(SET EXERCISE):
Please list the extractor brands or sellers that the forum thread about the Maxant extractor says JWPalmer looked at before ordering the Maxant 3100H.

(GIVEN PASSAGE):

# Maxant Extractor 3100P



## MAXANT

Thanks Mike! Happy Extracting :thumbsup:


----------



## JWPalmer

Bump. I bit the bullet and ordered the Maxant 3100H with the leg kit today. I looked at the VIVO, Lyson, and the extractors from BM where I buy all my woodenware, but decided that the extra cost was worth it to get top of the line. Our club has an extractor I used last year so I know what NOT to get. Biggest POS ever, but it was a vertical crank. If the hives and nucs the bees are making for me this year do well, I'll upgrade to the motor next year. My wife has volunteered to pay for the extractor as an early Fathers Day present but I think she has plans for the honey.


----------



## JWPalmer

The extractor I ordered from Maxant arrived this evening. Fast shipping! The extractor is pretty much ready to go right out of the box. All I had to do was bolt on the optional leg kit which took maybe 10 minutes including finding a 1/2" wrench. The extractor is heavy which is a testament to the thickness of the stainless steel used in construction. The lid halves fit nicely on the top and are also stainless steel. The honey gate is the cheap plastic one but is probably fine for this purpose. It does detract a little from the overall impression of a very high quality piece of equipment. The belt drive basket spinner is very smooth and easily turned. Because the rotation is horizontal, body weight can't be used to help turn the relatively short handle. Keeping the frames spinning may turn into a family project. I can see myself wishing I had bought the motorized version after a few supers worth of frames.

(DATA SHOWN):
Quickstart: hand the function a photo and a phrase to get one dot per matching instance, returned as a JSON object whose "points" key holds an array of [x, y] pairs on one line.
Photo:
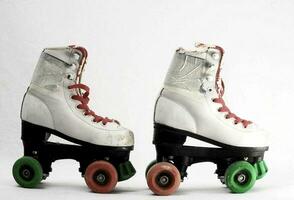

(WORKED SOLUTION):
VIVO, Lyson, BM